* Begin *

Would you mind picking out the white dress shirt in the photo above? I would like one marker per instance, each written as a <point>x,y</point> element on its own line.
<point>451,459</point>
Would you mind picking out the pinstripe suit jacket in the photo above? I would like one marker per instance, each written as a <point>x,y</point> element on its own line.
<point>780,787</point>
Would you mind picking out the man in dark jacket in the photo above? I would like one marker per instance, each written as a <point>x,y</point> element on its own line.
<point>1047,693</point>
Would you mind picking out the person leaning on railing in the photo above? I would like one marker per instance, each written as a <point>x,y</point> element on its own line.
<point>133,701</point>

* End *
* Begin *

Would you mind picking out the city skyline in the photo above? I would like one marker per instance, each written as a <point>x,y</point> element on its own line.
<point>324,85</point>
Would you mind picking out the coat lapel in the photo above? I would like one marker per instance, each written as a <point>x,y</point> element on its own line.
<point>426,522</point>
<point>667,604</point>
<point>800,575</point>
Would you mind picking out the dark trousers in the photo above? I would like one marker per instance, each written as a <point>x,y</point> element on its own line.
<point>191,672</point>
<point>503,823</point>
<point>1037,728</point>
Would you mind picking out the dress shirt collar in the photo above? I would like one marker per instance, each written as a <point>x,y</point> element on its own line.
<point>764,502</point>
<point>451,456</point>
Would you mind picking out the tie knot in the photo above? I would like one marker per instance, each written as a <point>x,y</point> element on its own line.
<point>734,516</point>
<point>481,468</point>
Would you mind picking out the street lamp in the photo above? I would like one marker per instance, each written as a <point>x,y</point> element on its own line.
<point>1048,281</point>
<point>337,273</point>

* End *

Please arrange the records as a JSON list of strings, one per line, starting at the line that has "Would you mind picking out the white" and stopping after the line that has "<point>451,459</point>", with blank lines left out.

_Full response_:
[
  "Would you mind picking out the white dress shirt in the photo above? I would like one marker per instance, each written as a <point>x,y</point> element on its own line.",
  "<point>451,459</point>"
]